- Job: Starting at the line that contains "Objective — one point per instance of the white golf", quote every line through the end of the entries, word for word, skipping the pictures.
>> begin Material for the task
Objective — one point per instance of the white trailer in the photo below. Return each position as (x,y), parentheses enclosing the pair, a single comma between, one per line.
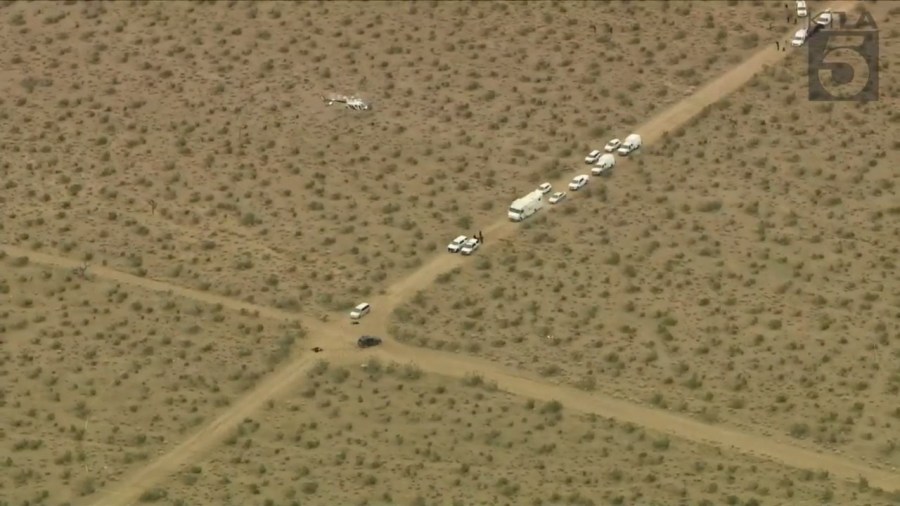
(632,143)
(604,164)
(526,206)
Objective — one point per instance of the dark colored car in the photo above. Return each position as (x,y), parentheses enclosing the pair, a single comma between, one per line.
(368,341)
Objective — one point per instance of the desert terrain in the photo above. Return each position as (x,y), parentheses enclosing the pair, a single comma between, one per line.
(390,434)
(743,271)
(100,377)
(184,217)
(189,141)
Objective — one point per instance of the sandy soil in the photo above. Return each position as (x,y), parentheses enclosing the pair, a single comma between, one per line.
(100,378)
(185,154)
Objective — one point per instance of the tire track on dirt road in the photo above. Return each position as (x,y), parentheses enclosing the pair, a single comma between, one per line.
(128,491)
(678,426)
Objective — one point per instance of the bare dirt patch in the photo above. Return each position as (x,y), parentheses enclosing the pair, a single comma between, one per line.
(99,379)
(743,271)
(190,142)
(392,435)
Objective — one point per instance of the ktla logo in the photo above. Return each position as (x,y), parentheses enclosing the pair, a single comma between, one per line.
(843,59)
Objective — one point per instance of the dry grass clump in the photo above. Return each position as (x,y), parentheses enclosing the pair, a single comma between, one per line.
(99,379)
(189,142)
(743,271)
(388,434)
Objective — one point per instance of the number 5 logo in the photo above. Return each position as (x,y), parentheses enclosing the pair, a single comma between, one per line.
(843,65)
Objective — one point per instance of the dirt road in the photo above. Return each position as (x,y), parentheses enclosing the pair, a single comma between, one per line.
(326,335)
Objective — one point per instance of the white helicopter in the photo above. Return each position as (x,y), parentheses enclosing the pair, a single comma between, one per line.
(354,103)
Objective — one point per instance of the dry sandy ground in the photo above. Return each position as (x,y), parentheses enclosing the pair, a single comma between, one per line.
(214,113)
(100,378)
(391,435)
(744,271)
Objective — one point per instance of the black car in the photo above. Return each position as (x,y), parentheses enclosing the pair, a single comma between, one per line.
(368,341)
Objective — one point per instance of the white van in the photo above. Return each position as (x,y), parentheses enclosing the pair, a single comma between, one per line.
(632,143)
(360,311)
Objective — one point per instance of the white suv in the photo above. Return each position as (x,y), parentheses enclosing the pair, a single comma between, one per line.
(470,246)
(456,244)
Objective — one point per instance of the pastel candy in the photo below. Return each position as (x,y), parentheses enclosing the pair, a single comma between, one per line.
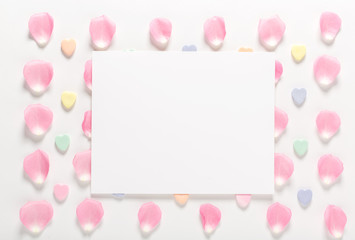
(215,31)
(41,27)
(36,215)
(298,52)
(68,99)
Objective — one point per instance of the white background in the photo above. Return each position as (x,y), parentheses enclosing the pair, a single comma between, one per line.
(132,18)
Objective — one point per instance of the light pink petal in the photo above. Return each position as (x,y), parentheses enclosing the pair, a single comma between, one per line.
(330,24)
(89,213)
(38,118)
(38,75)
(243,200)
(149,216)
(41,27)
(215,31)
(281,120)
(271,31)
(86,125)
(61,191)
(88,73)
(278,71)
(335,220)
(102,30)
(36,166)
(82,165)
(36,215)
(210,217)
(278,216)
(326,69)
(328,124)
(160,32)
(329,168)
(283,169)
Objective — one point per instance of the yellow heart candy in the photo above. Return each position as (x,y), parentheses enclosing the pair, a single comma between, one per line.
(298,52)
(68,47)
(68,99)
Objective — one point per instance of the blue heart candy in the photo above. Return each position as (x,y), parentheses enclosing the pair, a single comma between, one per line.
(304,197)
(299,96)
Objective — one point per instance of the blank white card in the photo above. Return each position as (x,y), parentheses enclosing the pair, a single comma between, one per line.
(183,122)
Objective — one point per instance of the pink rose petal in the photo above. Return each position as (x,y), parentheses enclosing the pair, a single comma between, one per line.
(328,124)
(61,191)
(210,217)
(36,215)
(160,32)
(329,168)
(89,213)
(278,216)
(271,31)
(88,73)
(335,220)
(243,200)
(41,27)
(215,31)
(281,120)
(330,24)
(278,71)
(36,166)
(283,169)
(326,69)
(38,118)
(82,165)
(102,30)
(149,216)
(38,75)
(86,125)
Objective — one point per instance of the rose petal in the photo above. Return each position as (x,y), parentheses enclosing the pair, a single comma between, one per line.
(86,125)
(330,24)
(149,216)
(215,31)
(283,169)
(82,165)
(88,74)
(335,220)
(328,124)
(326,69)
(102,30)
(36,215)
(329,168)
(271,31)
(41,27)
(61,191)
(243,200)
(38,75)
(89,213)
(278,71)
(160,32)
(210,217)
(278,216)
(36,166)
(281,120)
(38,118)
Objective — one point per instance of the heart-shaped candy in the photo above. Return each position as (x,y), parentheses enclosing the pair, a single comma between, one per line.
(300,146)
(60,192)
(62,142)
(68,47)
(304,197)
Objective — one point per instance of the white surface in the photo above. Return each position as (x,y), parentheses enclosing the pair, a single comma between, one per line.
(132,17)
(180,122)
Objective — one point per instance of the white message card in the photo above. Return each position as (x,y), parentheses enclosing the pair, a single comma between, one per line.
(183,122)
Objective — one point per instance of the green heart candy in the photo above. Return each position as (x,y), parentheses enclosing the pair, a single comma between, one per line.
(300,146)
(62,142)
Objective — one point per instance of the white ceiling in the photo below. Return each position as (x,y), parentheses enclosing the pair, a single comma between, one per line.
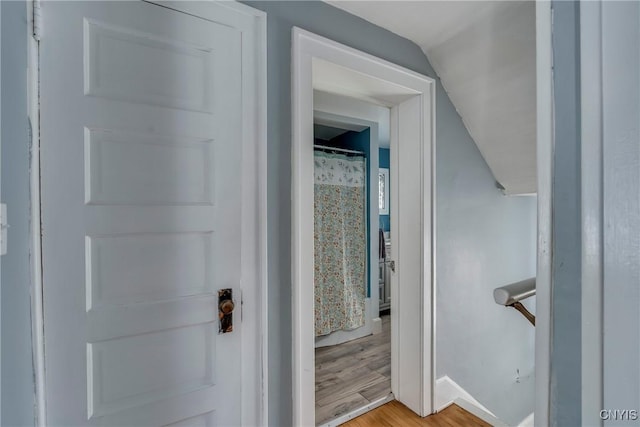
(484,54)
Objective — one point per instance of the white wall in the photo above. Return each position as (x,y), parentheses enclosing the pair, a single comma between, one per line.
(17,370)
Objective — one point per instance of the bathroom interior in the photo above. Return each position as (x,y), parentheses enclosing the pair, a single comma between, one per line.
(352,284)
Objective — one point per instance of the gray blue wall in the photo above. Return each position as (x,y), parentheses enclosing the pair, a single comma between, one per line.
(479,231)
(484,239)
(17,371)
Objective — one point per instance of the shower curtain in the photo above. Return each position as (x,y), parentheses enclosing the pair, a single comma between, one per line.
(339,242)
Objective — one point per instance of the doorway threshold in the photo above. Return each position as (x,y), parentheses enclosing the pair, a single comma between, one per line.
(351,415)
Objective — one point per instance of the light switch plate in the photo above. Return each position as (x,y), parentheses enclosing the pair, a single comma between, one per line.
(3,229)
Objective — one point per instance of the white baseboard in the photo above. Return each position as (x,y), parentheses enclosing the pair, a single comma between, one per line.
(376,326)
(449,392)
(339,337)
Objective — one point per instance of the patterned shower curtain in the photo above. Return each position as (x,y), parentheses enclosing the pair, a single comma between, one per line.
(339,242)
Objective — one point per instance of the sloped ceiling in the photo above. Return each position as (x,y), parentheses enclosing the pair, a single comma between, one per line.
(484,54)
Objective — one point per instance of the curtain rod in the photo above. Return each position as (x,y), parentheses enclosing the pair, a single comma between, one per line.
(337,149)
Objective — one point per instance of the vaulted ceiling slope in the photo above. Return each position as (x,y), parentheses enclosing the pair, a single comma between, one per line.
(484,54)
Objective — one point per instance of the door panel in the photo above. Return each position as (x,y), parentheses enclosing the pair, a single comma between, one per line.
(141,206)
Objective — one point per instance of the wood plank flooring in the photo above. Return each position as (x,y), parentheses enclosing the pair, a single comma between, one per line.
(353,374)
(395,414)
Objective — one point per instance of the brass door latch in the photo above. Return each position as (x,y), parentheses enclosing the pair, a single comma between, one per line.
(225,310)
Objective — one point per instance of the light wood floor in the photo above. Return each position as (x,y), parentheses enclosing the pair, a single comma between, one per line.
(353,374)
(395,414)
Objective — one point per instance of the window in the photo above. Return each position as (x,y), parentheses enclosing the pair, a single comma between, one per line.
(383,191)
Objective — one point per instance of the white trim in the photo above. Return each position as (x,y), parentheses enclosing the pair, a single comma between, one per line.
(480,413)
(37,322)
(255,107)
(592,211)
(448,391)
(0,200)
(529,421)
(545,143)
(307,47)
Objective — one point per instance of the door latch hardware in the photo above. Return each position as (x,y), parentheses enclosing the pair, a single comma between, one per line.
(225,310)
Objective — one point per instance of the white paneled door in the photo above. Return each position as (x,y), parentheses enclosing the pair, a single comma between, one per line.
(143,182)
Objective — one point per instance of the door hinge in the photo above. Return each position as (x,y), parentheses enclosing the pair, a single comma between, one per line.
(37,20)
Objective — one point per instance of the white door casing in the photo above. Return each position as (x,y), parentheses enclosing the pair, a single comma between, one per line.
(150,205)
(411,97)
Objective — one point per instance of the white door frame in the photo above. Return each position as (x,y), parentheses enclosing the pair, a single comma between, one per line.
(253,25)
(545,148)
(307,47)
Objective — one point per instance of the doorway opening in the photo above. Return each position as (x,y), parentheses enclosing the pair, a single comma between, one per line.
(352,292)
(323,66)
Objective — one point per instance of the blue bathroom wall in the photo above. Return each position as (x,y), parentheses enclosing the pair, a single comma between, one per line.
(358,141)
(384,162)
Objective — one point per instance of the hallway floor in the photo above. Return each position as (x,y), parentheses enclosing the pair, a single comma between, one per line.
(353,374)
(395,414)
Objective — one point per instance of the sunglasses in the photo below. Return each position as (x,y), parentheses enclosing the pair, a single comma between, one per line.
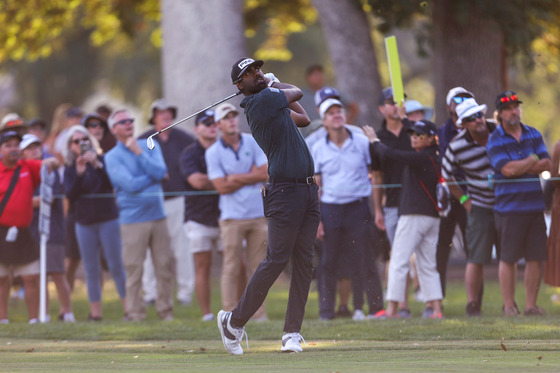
(508,98)
(473,117)
(78,141)
(125,121)
(459,99)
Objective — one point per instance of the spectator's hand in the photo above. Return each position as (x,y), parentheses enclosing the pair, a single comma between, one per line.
(380,222)
(369,132)
(320,231)
(133,146)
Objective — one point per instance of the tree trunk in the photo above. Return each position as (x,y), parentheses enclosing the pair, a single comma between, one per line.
(202,40)
(468,53)
(351,50)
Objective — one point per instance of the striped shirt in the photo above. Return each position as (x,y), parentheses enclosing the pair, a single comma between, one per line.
(523,195)
(463,153)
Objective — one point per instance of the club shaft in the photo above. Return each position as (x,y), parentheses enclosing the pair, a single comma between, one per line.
(198,112)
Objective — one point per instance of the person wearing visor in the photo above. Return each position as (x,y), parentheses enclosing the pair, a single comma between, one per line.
(518,155)
(418,224)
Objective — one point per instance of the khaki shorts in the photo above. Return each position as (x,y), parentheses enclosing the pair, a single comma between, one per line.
(19,270)
(202,238)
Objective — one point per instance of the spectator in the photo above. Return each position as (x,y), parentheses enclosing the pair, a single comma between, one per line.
(19,253)
(342,163)
(237,167)
(418,222)
(388,171)
(457,215)
(517,152)
(98,127)
(172,143)
(467,151)
(201,210)
(97,225)
(136,175)
(31,148)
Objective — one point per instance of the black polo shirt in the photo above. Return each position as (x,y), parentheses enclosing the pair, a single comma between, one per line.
(392,169)
(202,208)
(276,133)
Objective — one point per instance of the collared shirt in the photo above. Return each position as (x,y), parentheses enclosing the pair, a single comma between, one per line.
(201,208)
(19,209)
(176,142)
(222,160)
(523,196)
(466,154)
(268,115)
(392,168)
(344,171)
(137,182)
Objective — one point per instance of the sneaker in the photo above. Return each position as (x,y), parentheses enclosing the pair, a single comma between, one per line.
(343,311)
(291,342)
(208,317)
(428,311)
(404,313)
(534,311)
(473,309)
(358,315)
(231,336)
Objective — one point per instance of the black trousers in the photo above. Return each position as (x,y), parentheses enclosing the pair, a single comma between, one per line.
(293,218)
(457,215)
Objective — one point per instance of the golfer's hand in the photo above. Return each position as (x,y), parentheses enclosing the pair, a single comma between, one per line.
(133,146)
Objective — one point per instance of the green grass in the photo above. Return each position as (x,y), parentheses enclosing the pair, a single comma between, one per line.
(186,344)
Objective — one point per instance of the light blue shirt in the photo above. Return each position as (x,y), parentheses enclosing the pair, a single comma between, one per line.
(344,171)
(137,182)
(222,160)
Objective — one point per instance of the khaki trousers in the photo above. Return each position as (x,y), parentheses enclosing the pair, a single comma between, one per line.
(255,233)
(136,239)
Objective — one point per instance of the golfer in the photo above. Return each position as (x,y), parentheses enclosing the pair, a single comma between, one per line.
(290,200)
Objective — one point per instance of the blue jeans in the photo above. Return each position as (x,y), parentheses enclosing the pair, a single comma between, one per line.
(107,236)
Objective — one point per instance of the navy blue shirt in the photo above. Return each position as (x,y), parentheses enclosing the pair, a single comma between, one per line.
(524,196)
(171,149)
(268,115)
(201,208)
(90,209)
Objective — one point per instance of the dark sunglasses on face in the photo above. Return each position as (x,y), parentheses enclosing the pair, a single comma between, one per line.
(510,98)
(125,121)
(78,141)
(473,117)
(459,99)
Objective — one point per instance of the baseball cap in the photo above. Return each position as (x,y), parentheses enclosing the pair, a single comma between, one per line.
(9,135)
(324,93)
(423,127)
(241,65)
(27,140)
(206,116)
(467,108)
(455,92)
(161,104)
(223,110)
(11,121)
(326,105)
(413,105)
(506,98)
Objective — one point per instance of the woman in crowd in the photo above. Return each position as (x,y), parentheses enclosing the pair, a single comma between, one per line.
(87,186)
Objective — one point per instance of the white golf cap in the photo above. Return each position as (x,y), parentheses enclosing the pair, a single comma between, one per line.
(326,105)
(27,140)
(223,110)
(413,105)
(467,108)
(454,92)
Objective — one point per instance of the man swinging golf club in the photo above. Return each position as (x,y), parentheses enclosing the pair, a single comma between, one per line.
(290,200)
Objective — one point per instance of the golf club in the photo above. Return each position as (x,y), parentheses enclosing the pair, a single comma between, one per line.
(150,141)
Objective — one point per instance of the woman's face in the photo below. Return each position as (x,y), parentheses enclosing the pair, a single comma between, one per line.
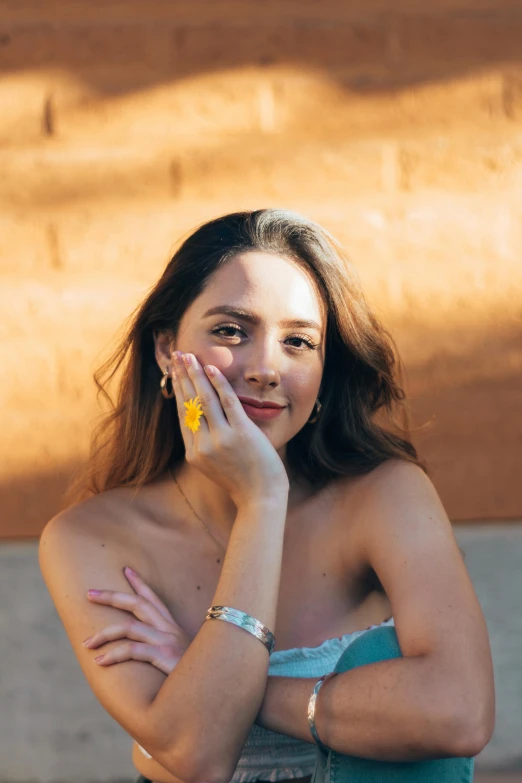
(262,354)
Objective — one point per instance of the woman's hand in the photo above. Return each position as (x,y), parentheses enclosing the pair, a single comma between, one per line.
(152,635)
(228,447)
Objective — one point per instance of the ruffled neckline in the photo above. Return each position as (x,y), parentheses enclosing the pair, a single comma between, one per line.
(327,642)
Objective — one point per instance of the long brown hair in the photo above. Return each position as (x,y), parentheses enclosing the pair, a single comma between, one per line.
(140,437)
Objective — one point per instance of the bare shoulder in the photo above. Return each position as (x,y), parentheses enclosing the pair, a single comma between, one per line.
(85,547)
>> end Material for the task
- Result of the task:
Objective — one point per instance of the white golf cap in the photo above. Return each position as (x,y), parentheses enclosing the pair, a single comma between, one per line.
(326,105)
(27,140)
(223,110)
(413,105)
(467,108)
(454,92)
Objective — one point per instance of the man swinging golf club in the photo above. Return each position as (x,y), parentheses enclosing the pair, a single comma between, one per line.
(290,200)
Objective — one point per instance of the golf club in the photo above. Return each position as (x,y), parentheses enclosing the pair, a single comma between, one per line.
(150,141)
Objective — one point per instance of the woman's face in the photo below. Return each position as (x,y), parentheses enclosing the pair, a single comma between, one per line.
(262,354)
Objective — one point per instance of the woman's hand in the photo above. Return each position as (x,y), parentheses enclosing the pair, a single comma between, one per line.
(152,635)
(228,447)
Objective — one point per instance of the ruffled neckline in the photo above. Return each position as (x,y), parentheses enclosing the pair, a single comma between, one per line.
(327,642)
Objective — one point per instance of the long brown hair in the photo above. Return each position as (x,y), parentheses enclosing the pair, a single comma between, one per line.
(140,437)
Objective — one point per instance of the bare shoulder in the photo above. Return each position as (x,y), parentheses enclosing the pair, a single comma between, one per line.
(85,547)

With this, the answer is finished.